→ Document excerpt
It’s been pretty quiet here on the blog. I’ve been fully embracing summer this year. Normally I dread the heat, but this year I’m in such a summery mood and I’m embracing it all: sun, sweat, sunscreen…everything. I also haven’t been in much of a blogging mood – which I’m hoping to fix soon by loosening up my blogging routine and finding ways to make blogging joyful again. Stay tuned. In the meantime, these monthly reading recaps are the one blog tradition I’m not planning on nixing yet. I enjoy looking back over what I’ve read and sharing my thoughts with all of you. (Selfishly, it’s also helpful for my memory too!)
Books Read: 10
At the beginning of June I was craving a great “summer read.” To me that means a well-written, engaging novel that I don’t want to put down. It can be an older book (reading classics during the summer always appeals to me), but this time I was in the mood for something hot of the press. I enjoyed Maine, so I picked up J. Courtney Sullivan’s latest novel: Saints for All Occasions. It hit the spot – it was the right book at the right time to help kickoff my summer reading. When you’re in the mood for a multi-generational family saga that has it all (Irish catholics! an interesting matriarch! a mysterious death! nuns!), grab this one.

→ What you will do
[A] List everything the June reading recap names inside the parentheses after "a multi-generational family saga that has it all."
[B] In the June reading recap, which J. Courtney Sullivan novel did the writer pick up?
[C] Write the next part of the June reading recap, continuing after its last sentence.

→ Records

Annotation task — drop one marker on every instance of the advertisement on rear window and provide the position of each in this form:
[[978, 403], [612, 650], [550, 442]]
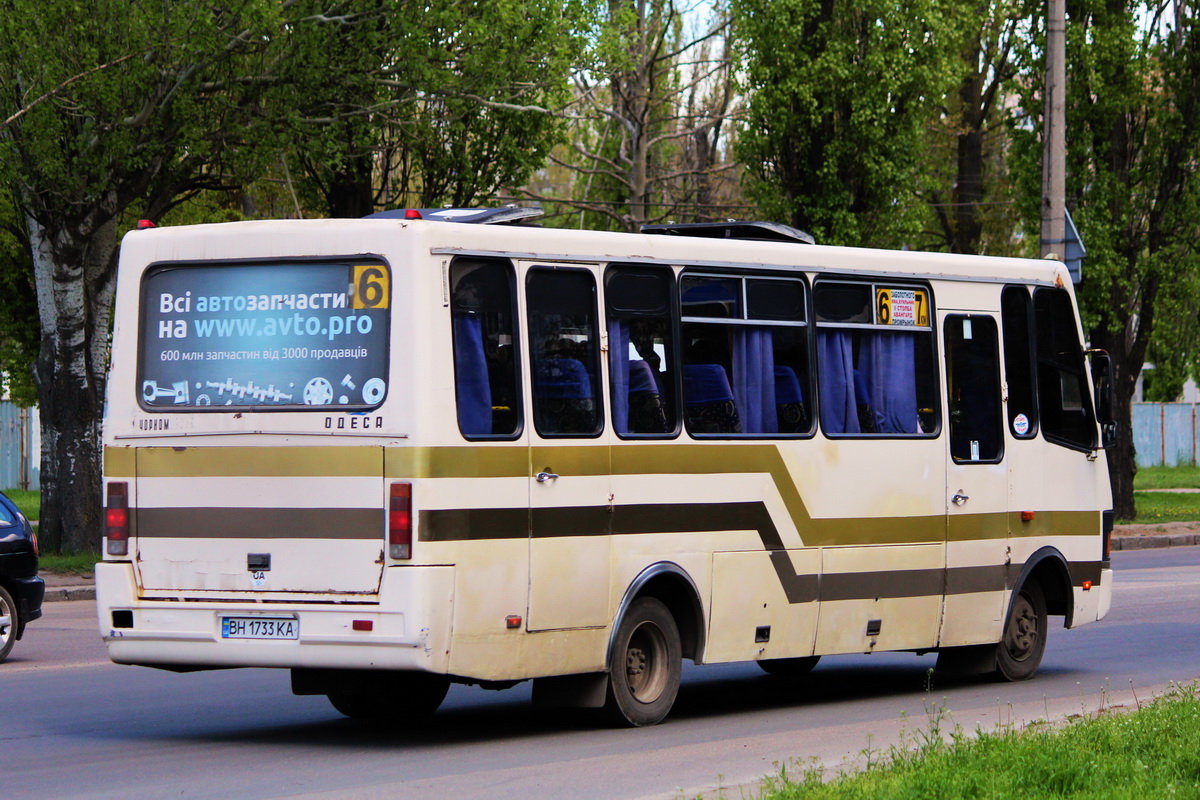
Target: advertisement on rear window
[[287, 336]]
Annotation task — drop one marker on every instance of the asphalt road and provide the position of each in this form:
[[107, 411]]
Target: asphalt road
[[75, 726]]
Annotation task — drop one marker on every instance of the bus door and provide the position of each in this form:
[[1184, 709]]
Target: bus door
[[569, 482], [977, 481]]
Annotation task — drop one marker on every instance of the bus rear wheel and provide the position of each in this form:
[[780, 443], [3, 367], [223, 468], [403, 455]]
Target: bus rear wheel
[[1019, 653], [646, 665], [407, 699]]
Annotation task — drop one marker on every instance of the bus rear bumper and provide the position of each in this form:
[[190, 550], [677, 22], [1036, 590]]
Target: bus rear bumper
[[406, 627], [1092, 603]]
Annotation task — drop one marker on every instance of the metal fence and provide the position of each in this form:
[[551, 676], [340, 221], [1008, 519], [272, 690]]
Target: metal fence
[[21, 447], [1165, 434]]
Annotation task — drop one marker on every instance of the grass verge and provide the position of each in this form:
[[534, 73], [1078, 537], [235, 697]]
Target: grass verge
[[78, 564], [1153, 752], [1167, 477], [1164, 506]]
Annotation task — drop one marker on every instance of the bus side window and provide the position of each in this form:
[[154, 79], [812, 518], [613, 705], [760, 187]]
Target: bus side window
[[875, 359], [1017, 317], [1063, 389], [642, 370], [564, 352], [972, 386], [483, 312], [745, 355]]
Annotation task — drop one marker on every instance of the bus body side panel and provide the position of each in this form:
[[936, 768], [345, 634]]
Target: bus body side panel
[[879, 512], [1067, 493]]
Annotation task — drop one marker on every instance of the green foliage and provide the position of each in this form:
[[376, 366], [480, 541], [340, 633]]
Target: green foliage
[[1153, 752], [401, 103], [167, 112], [18, 307], [840, 94]]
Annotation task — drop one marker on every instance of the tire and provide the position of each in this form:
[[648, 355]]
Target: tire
[[645, 665], [405, 698], [1019, 653], [10, 623], [789, 667]]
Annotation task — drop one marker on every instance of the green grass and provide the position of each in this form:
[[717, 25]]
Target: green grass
[[28, 500], [1167, 477], [1153, 752], [77, 564], [1164, 506]]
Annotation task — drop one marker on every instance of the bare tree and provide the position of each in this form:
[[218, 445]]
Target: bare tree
[[651, 121]]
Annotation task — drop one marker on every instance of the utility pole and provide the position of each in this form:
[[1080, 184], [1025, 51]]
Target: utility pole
[[1054, 138]]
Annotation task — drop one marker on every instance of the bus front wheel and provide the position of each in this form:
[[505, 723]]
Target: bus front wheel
[[646, 665], [1025, 635]]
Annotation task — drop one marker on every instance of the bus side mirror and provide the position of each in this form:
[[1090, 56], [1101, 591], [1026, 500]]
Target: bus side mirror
[[1105, 407]]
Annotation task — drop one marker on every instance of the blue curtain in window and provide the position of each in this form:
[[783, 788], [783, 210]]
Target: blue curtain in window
[[472, 390], [618, 373], [888, 365], [835, 373], [754, 379]]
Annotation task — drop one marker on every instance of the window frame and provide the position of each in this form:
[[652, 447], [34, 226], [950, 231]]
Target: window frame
[[1081, 373], [874, 284], [517, 372], [972, 317], [598, 388], [673, 353], [1031, 355], [352, 260], [743, 277]]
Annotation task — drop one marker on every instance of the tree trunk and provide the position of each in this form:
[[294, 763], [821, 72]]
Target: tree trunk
[[75, 276]]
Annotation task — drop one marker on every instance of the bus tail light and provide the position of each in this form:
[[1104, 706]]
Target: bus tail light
[[400, 521], [117, 518]]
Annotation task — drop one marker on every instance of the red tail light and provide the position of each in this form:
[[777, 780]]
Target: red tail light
[[117, 518], [400, 521]]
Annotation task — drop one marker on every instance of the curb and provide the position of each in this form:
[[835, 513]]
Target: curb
[[1151, 541], [69, 593]]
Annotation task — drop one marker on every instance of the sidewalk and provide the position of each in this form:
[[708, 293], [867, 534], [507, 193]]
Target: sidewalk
[[1125, 537]]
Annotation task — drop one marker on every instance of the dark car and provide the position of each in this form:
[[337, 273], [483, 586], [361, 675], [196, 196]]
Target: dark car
[[21, 589]]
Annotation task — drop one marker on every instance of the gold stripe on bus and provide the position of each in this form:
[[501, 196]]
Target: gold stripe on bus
[[514, 461], [120, 462]]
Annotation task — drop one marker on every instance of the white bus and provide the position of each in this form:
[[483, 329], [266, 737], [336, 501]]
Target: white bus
[[453, 446]]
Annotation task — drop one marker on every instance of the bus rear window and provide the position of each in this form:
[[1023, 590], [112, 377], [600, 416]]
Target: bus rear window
[[267, 336]]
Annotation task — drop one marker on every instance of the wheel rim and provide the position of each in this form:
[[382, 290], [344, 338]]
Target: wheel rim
[[5, 623], [646, 662], [1023, 630]]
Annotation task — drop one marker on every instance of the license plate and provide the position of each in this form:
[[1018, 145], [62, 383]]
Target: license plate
[[259, 627]]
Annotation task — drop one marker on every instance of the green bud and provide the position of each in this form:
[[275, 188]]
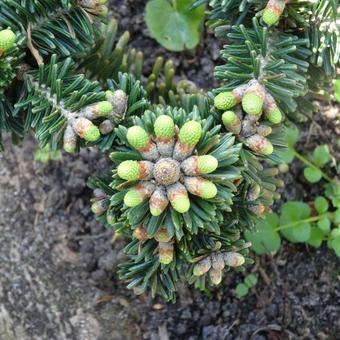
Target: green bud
[[274, 116], [207, 164], [164, 127], [208, 190], [225, 101], [190, 133], [128, 170], [137, 137], [7, 40], [92, 134], [104, 108], [181, 204], [270, 17], [132, 198], [229, 117], [252, 103]]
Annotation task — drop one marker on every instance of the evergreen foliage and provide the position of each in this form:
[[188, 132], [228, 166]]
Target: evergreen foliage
[[190, 170]]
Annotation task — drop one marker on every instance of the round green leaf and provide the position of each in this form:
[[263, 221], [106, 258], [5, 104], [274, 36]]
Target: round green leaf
[[250, 280], [336, 218], [321, 204], [312, 175], [265, 239], [324, 225], [335, 233], [335, 244], [333, 193], [174, 25], [293, 214], [336, 88], [321, 155], [241, 290], [316, 237]]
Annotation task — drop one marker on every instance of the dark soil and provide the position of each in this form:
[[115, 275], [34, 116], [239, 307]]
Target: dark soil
[[57, 264]]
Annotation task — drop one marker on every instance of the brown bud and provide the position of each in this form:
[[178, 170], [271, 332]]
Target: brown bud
[[215, 276], [158, 202], [233, 259], [70, 140], [166, 252], [140, 233], [202, 267], [162, 235], [106, 127], [217, 261]]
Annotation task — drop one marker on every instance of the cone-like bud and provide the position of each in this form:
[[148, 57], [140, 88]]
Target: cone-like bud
[[85, 129], [200, 187], [98, 194], [178, 197], [202, 267], [140, 140], [257, 209], [133, 170], [70, 140], [233, 259], [273, 11], [158, 202], [189, 135], [106, 127], [231, 122], [198, 165], [254, 192], [217, 261], [166, 252], [140, 233], [227, 100], [110, 218], [162, 235], [99, 207], [260, 145], [7, 40], [253, 99], [264, 130], [138, 194], [166, 171], [119, 100], [271, 110], [100, 109], [215, 276], [249, 126], [165, 131]]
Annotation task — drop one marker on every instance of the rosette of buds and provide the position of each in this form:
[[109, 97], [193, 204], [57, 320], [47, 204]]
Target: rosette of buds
[[170, 168], [242, 111], [175, 176]]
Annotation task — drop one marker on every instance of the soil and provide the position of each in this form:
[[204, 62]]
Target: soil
[[57, 271]]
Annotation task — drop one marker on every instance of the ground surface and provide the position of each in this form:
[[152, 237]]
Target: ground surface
[[57, 264]]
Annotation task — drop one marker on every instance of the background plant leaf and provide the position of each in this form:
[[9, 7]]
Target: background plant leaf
[[321, 204], [321, 155], [312, 175], [295, 212], [316, 237], [174, 25], [265, 239]]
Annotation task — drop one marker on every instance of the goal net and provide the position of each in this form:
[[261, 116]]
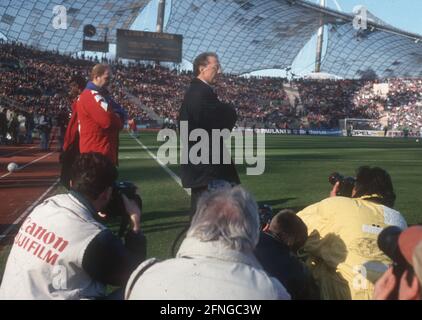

→ Expected responses
[A] Irish catholics, an interesting matriarch, a mysterious death, nuns

[B] Saints for All Occasions

[C]
I devoured Young Jane Young by Gabrielle Zevin in just over 24 hours. I’m aiming to post a full review on its release date, but in the meantime I recommend adding this one to your list.
I haven’t been doing a great job of Reading My Own Damn Books this year, but The Emigrants has been on my shelf since 2013 when I read Austerlitz and loved it so much that I went out and bought a few more of W. G. Sebald’s books. The Emigrants is a novel comprised of four separate stories about German emigrants, told through the perspective of an unknown narrator. I love Sebald’s writing so much—it creates a mood of melancholic memories, bringing the past to life and showing us what has been lost.
Al Franken’s new book, Giant of the Senate, is so much fun on audiobook! I really enjoyed listening to the story behind his decision to run for Senate, and all the chaos that goes into running for political office. He also shares details on what it’s like to serve in Congress, and he’s so down to earth and funny that the whole listening experience is a treat. I was sad when this audiobook ended.
When Women Were Birds by Terry Tempast Williams was an impulse purchase last month at Strand, and I’m so glad it came into my life. It’s short, but I read it slowly, lingering over the wisdom and truths on every page. I have The Hour of Land sitting on my shelf, and I’m very much looking forward to it.
I listened to Theft by Finding – the first volume of David Sedaris’s collection of diaries. He’s spoken a lot about his diaries / notebooks – many of his essays start as little moments or observations he jots down in his notebook. These entries are fun to dabble in (it’s hard to dabble in an audiobook – but I managed by switching back and forth to podcasts). I wouldn’t really recommend this to anyone who’s not already a Sedaris fan, but for those of us who are it’s fun to get a glimpse deeper into his world.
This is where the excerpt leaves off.